Set task 1. Translate the sentence "Reading the Everything.db directly is not supported." from the forum thread into Spanish.

--- start of Extract provided ---

File contents analysis

General discussion related to "Everything".
Post Reply
ag.ar
Posts: 4
Joined: Tue Aug 06, 2024 8:46 am

File contents analysis

Post by ag.ar »

Good morning everyone.
With Everything, when I search for a word in the content of a directory (function ‘content:<testo>’ ), I will receive in response the list of all the files that contain the word (or the argument in quotes).
This is because, if I understood correctly, Everything creates (or uses) a DataBase made up of all the words of the files in the directory with some (or a lot of) collateral information useful for identification.
Is it possible to access that db and know how it is structured? Is it possible to use it with Access? Is it possible to manipulate it for one's own use?
Thanks for your answers.
Bye.
Alberto
void
Developer
Posts: 16770
Joined: Fri Oct 16, 2009 11:31 pm

Re: File contents analysis

Post by void »

Is it possible to access that db and know how it is structured?
Reading the Everything.db directly is not supported.


Is it possible to use it with Access?

--- end of Extract provided ---
--- start of Data records ---

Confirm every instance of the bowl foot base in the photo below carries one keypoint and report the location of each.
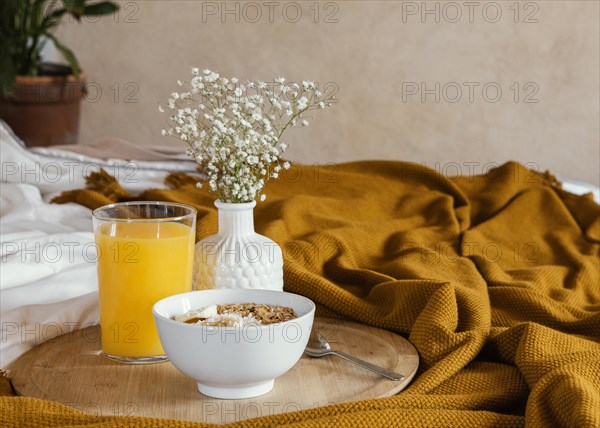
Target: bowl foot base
(236, 392)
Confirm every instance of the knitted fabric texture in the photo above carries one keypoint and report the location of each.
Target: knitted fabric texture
(494, 278)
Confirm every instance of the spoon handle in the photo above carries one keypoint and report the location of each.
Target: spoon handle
(379, 370)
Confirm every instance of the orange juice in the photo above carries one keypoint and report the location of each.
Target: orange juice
(139, 263)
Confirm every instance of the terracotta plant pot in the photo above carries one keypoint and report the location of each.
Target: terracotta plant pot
(44, 110)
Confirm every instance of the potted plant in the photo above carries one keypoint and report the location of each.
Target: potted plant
(41, 101)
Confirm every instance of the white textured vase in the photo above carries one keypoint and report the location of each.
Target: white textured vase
(238, 257)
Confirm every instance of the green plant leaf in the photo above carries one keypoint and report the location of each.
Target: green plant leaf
(102, 8)
(67, 53)
(75, 7)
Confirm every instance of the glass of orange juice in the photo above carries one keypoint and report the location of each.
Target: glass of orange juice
(145, 253)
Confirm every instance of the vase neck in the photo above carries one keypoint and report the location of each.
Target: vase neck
(236, 219)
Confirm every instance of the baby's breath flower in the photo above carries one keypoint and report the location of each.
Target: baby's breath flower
(233, 130)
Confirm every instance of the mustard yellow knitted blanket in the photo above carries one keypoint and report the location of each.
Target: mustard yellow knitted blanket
(494, 278)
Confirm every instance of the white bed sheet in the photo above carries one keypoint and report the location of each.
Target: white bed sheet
(48, 283)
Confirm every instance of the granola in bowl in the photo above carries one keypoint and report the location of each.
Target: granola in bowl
(237, 315)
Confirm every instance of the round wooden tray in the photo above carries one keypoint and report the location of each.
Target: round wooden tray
(71, 370)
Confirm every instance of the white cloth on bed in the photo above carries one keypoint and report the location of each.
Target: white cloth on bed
(48, 282)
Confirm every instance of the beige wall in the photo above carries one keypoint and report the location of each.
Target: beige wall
(372, 53)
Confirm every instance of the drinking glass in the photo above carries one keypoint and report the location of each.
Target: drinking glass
(145, 253)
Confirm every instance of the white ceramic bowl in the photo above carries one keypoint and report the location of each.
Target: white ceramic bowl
(230, 362)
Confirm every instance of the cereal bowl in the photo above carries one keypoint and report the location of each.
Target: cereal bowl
(233, 362)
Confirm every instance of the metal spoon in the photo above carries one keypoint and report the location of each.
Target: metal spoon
(318, 346)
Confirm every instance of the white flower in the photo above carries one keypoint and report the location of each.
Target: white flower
(302, 103)
(233, 130)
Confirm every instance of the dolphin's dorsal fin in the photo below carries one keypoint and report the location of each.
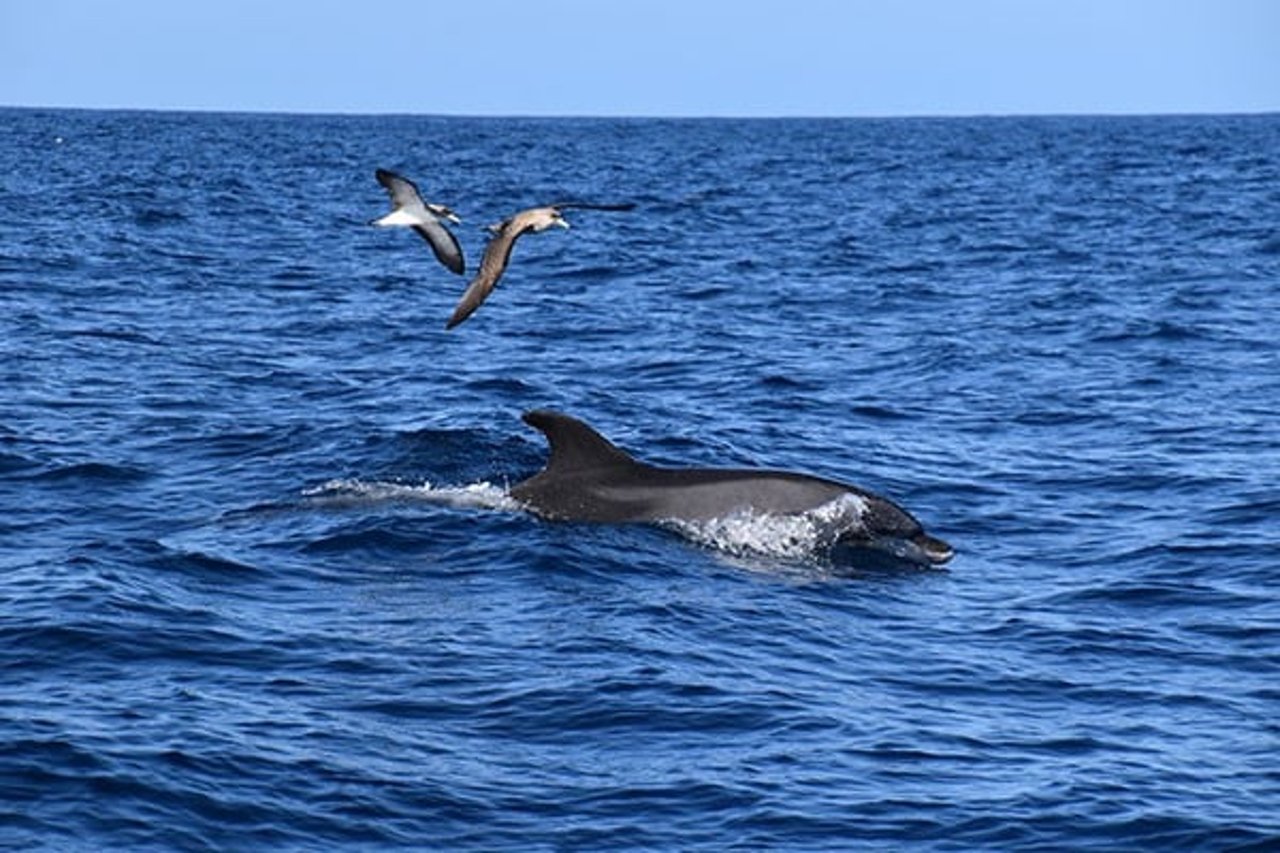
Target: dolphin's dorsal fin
(575, 446)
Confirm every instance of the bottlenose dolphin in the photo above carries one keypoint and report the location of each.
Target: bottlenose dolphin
(590, 479)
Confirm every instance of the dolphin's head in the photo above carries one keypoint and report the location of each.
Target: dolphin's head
(888, 529)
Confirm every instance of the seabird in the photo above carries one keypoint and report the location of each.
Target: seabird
(408, 209)
(497, 254)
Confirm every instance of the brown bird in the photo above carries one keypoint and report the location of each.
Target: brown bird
(497, 254)
(410, 210)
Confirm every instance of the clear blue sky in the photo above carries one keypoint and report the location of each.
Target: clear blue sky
(645, 56)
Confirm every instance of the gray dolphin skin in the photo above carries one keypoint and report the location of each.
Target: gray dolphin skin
(589, 479)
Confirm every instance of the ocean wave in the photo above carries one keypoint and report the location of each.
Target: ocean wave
(347, 492)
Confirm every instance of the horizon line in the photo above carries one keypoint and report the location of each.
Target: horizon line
(661, 117)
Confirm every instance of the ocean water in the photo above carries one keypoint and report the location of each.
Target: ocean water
(261, 585)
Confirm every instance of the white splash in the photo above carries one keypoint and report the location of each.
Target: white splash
(484, 496)
(792, 537)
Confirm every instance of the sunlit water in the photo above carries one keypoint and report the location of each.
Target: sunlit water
(263, 585)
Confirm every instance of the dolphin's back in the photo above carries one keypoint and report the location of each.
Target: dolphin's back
(590, 479)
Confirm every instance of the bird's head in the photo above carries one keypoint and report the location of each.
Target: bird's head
(547, 217)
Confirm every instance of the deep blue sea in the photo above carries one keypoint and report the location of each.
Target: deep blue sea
(261, 585)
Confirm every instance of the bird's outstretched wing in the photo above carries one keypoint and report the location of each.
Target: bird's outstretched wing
(402, 191)
(444, 245)
(497, 255)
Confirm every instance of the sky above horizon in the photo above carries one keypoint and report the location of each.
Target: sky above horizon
(680, 58)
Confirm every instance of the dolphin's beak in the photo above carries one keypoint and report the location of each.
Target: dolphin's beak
(936, 551)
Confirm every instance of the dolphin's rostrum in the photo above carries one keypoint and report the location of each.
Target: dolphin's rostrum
(589, 479)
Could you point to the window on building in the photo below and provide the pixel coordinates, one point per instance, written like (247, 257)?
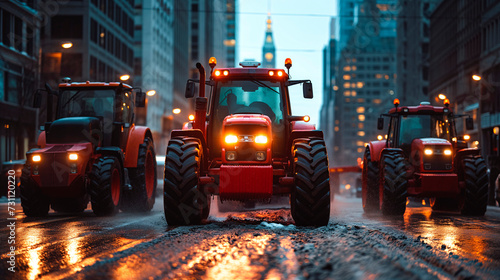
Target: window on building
(66, 27)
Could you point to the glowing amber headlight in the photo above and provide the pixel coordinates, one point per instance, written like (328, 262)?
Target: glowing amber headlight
(230, 139)
(261, 139)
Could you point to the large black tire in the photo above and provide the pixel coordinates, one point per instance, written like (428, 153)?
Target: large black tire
(395, 184)
(310, 199)
(476, 186)
(106, 186)
(183, 202)
(370, 184)
(143, 180)
(33, 201)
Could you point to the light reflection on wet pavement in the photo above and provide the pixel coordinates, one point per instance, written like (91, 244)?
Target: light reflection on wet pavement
(238, 245)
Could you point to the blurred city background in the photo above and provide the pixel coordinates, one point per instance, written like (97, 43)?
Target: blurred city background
(360, 55)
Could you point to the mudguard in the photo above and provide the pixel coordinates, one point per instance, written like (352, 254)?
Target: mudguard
(136, 137)
(376, 148)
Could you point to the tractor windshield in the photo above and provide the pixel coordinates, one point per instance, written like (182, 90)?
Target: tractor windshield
(85, 102)
(424, 126)
(249, 96)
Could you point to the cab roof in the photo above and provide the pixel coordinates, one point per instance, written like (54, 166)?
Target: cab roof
(93, 84)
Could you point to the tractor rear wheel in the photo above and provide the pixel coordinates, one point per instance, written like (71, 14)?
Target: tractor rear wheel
(183, 202)
(310, 199)
(33, 201)
(143, 180)
(106, 186)
(370, 183)
(476, 186)
(395, 184)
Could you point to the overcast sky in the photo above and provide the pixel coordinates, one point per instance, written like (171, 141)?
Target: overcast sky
(301, 29)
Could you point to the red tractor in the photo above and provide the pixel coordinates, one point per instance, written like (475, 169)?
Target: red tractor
(423, 157)
(247, 146)
(91, 151)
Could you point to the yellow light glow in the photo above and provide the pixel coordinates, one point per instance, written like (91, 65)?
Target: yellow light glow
(261, 139)
(67, 45)
(231, 139)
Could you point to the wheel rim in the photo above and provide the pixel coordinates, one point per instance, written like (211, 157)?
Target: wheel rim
(115, 186)
(150, 175)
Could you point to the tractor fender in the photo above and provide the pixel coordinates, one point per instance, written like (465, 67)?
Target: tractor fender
(115, 152)
(296, 125)
(376, 148)
(136, 137)
(41, 140)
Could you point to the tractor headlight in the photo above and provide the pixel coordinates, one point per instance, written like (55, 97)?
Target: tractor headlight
(231, 155)
(261, 139)
(231, 139)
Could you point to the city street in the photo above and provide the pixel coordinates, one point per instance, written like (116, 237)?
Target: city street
(260, 244)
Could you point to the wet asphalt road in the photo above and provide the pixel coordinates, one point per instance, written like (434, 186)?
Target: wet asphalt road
(261, 244)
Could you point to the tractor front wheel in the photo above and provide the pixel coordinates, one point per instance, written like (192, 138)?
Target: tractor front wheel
(310, 199)
(106, 186)
(370, 183)
(33, 201)
(183, 202)
(476, 186)
(143, 180)
(395, 184)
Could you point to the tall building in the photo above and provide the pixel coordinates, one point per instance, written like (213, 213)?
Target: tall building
(101, 36)
(154, 65)
(465, 41)
(413, 29)
(327, 111)
(268, 49)
(19, 77)
(365, 79)
(232, 31)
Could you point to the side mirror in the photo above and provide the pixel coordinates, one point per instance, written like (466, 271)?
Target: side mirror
(140, 99)
(307, 90)
(190, 89)
(380, 123)
(469, 123)
(37, 102)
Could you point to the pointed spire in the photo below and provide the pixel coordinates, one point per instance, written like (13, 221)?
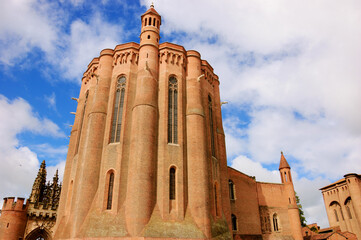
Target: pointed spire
(283, 162)
(151, 10)
(39, 184)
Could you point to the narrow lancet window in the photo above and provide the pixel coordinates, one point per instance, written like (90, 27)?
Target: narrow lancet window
(349, 212)
(110, 191)
(118, 110)
(172, 183)
(234, 222)
(336, 216)
(216, 199)
(211, 125)
(81, 122)
(231, 190)
(173, 110)
(275, 222)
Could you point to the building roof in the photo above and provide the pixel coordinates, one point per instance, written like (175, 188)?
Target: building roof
(283, 162)
(333, 184)
(151, 10)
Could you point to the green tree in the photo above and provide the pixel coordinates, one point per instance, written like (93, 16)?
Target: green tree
(302, 214)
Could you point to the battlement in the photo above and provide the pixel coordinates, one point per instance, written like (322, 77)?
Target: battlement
(11, 205)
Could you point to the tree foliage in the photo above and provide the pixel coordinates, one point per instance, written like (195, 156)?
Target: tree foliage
(300, 211)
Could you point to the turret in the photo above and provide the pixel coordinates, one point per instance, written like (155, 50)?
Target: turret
(353, 181)
(141, 191)
(293, 213)
(36, 195)
(13, 219)
(198, 173)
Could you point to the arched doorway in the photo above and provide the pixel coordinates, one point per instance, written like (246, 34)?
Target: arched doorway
(39, 234)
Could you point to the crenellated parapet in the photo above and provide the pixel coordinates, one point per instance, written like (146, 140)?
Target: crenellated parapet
(209, 75)
(173, 54)
(126, 54)
(91, 71)
(11, 205)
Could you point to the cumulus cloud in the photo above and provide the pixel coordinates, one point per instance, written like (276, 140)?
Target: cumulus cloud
(306, 189)
(51, 100)
(294, 67)
(42, 25)
(25, 25)
(84, 42)
(19, 164)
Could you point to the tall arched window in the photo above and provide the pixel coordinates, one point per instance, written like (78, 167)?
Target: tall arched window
(110, 191)
(234, 222)
(348, 212)
(173, 110)
(211, 125)
(172, 183)
(118, 110)
(81, 122)
(275, 222)
(231, 190)
(216, 199)
(336, 216)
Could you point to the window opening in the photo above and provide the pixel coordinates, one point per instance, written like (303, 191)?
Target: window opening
(118, 110)
(234, 222)
(216, 199)
(110, 191)
(81, 122)
(231, 190)
(172, 183)
(348, 212)
(173, 110)
(211, 125)
(275, 222)
(336, 216)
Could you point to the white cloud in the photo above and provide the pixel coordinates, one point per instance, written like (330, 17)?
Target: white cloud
(51, 100)
(308, 190)
(19, 164)
(25, 25)
(252, 168)
(84, 42)
(39, 25)
(295, 65)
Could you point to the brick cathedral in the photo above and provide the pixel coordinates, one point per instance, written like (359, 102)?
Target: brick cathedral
(147, 156)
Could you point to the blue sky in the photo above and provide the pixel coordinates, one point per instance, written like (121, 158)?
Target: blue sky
(289, 70)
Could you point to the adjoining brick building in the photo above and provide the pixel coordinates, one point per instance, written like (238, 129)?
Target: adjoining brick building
(147, 156)
(343, 203)
(35, 219)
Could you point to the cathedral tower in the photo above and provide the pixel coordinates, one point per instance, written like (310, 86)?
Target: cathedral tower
(293, 213)
(146, 155)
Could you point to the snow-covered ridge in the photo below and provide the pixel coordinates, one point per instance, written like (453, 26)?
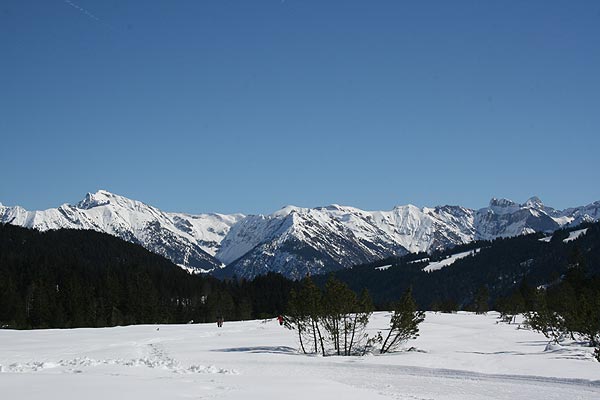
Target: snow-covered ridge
(294, 240)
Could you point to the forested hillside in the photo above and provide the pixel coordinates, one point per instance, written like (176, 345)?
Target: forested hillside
(75, 278)
(494, 270)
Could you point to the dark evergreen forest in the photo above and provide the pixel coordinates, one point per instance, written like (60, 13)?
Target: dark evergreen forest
(498, 267)
(74, 278)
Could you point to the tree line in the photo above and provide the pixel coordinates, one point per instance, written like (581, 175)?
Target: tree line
(73, 278)
(334, 320)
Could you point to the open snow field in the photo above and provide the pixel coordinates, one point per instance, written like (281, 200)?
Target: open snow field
(460, 356)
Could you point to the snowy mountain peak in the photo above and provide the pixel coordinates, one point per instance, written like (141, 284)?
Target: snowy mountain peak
(91, 200)
(287, 210)
(295, 240)
(534, 202)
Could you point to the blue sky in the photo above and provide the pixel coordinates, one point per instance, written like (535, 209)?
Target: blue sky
(246, 106)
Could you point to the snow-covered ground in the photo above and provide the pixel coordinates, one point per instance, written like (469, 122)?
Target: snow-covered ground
(461, 356)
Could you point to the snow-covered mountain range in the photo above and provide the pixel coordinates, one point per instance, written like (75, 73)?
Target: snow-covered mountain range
(295, 241)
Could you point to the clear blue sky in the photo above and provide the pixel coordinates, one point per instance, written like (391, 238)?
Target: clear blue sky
(246, 106)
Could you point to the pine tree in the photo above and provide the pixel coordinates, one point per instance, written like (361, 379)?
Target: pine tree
(404, 323)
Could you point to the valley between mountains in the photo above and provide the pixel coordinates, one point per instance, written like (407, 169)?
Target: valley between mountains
(296, 241)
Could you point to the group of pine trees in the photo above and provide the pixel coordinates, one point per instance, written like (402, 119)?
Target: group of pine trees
(70, 278)
(569, 309)
(334, 321)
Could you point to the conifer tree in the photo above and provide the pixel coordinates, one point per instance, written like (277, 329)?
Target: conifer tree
(404, 323)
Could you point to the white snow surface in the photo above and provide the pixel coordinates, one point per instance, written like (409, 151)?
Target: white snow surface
(434, 266)
(460, 356)
(383, 267)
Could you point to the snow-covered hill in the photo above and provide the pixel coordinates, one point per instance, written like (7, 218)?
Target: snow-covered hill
(457, 356)
(187, 240)
(296, 241)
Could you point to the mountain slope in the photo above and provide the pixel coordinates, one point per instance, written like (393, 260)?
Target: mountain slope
(295, 241)
(188, 240)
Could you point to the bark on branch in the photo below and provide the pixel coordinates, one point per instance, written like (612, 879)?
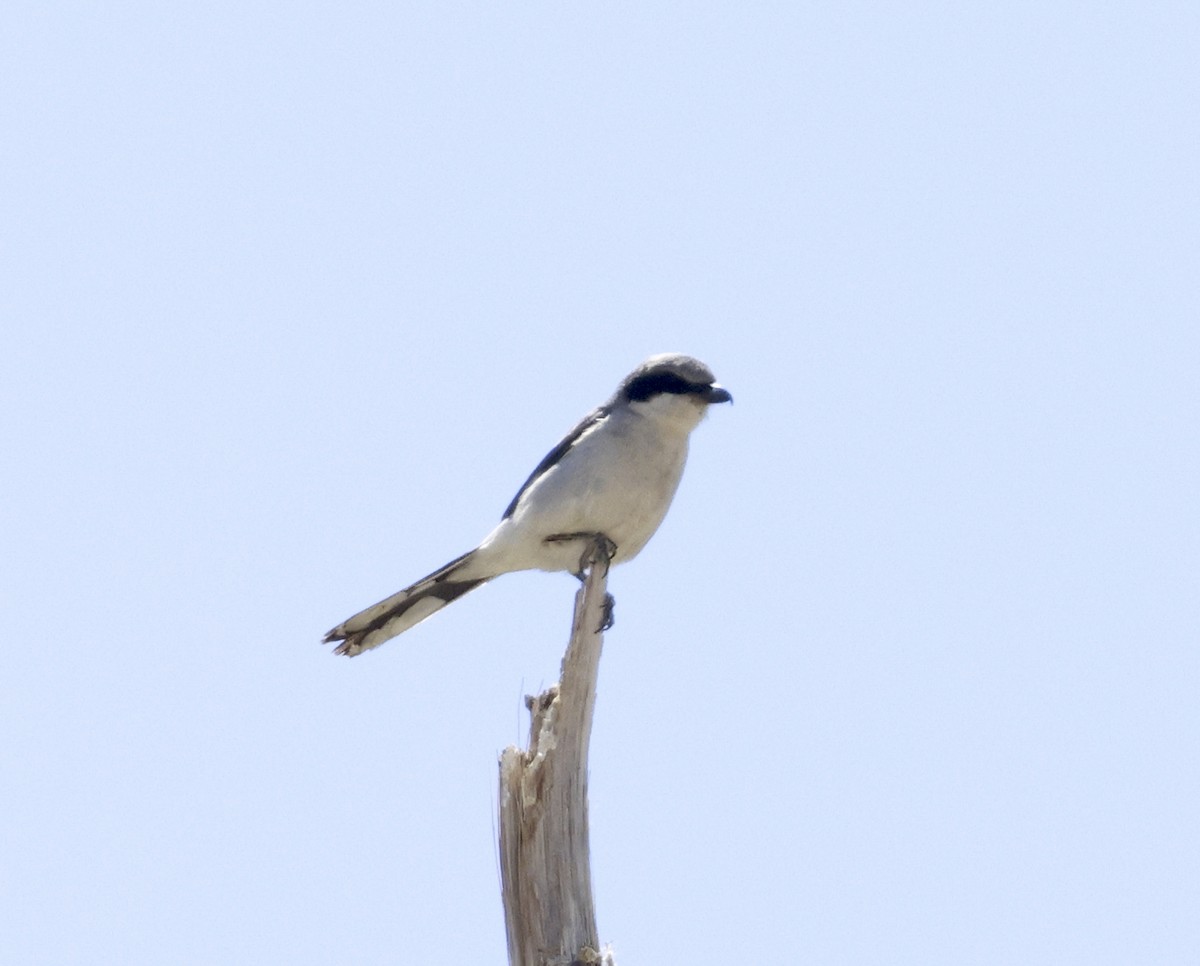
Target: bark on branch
(544, 802)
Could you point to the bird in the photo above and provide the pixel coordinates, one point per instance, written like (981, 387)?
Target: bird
(612, 478)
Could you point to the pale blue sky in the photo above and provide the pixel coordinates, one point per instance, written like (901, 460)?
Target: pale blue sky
(294, 298)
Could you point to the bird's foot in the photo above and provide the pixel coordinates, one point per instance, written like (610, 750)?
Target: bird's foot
(607, 621)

--- end of Data records ---

Set task 2. Rewrite the rows, from the line containing "Could you point to the bird in" through the last line of the rows, both included, as a numbered list with blank lines omitted.

Written answer 1. No se admite la lectura directa de Everything.db.

Written answer 2.
1. Could you point to the bird in the photo above and provide the pixel coordinates, one point per instance, written like (981, 387)?
2. Target: bird
3. (612, 478)
4. Could you point to the pale blue sky in the photo above and provide the pixel coordinates, one point per instance, written like (901, 460)?
5. Target: pale blue sky
6. (294, 298)
7. Could you point to the bird's foot in the photo above and provide the pixel coordinates, one point per instance, written like (610, 750)?
8. Target: bird's foot
9. (607, 621)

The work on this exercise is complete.